[Saved entries]
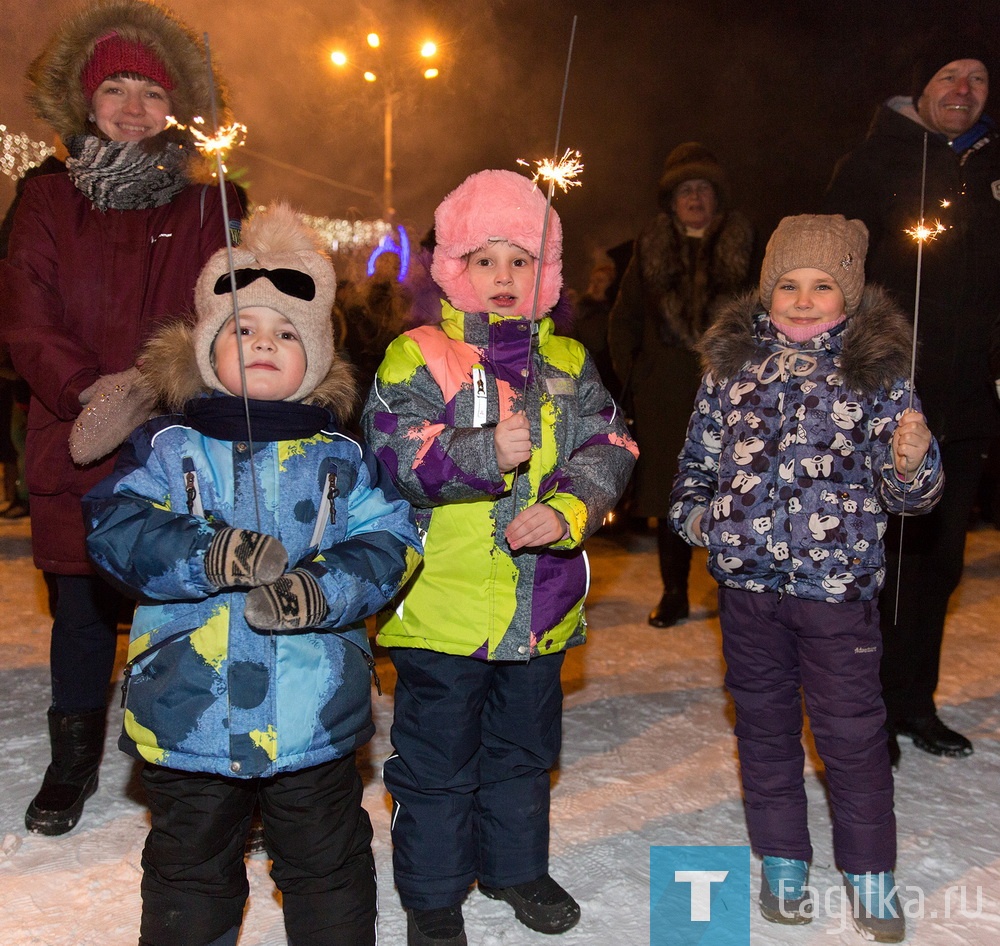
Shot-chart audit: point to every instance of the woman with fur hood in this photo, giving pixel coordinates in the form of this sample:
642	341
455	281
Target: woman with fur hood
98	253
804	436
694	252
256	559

---

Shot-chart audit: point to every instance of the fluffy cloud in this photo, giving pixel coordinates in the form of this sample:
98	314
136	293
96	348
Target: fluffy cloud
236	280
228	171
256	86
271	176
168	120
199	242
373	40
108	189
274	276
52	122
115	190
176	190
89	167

---

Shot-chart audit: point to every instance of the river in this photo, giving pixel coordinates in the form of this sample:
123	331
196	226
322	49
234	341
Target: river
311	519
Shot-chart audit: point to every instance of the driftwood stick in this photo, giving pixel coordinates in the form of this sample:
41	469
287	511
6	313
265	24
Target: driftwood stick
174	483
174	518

= Exercise details =
When the entries above show the word "photo" in a line, copy that line out.

= Answer =
Shot-chart audit: point to every instance of the woman with fur hood in this photo, giving pixel coordinates in the form of this sample:
Shot-chart audit: point to every instance of the fluffy cloud in this photo, giving pixel coordinates in the form of this sample:
Shot-chart audit: point to every instance of the river in this photo, giving pixel coordinates in the form of this sample:
Shot-chart audit: point to every instance of the driftwood stick in this photo, giving pixel coordinates in the form of this sample:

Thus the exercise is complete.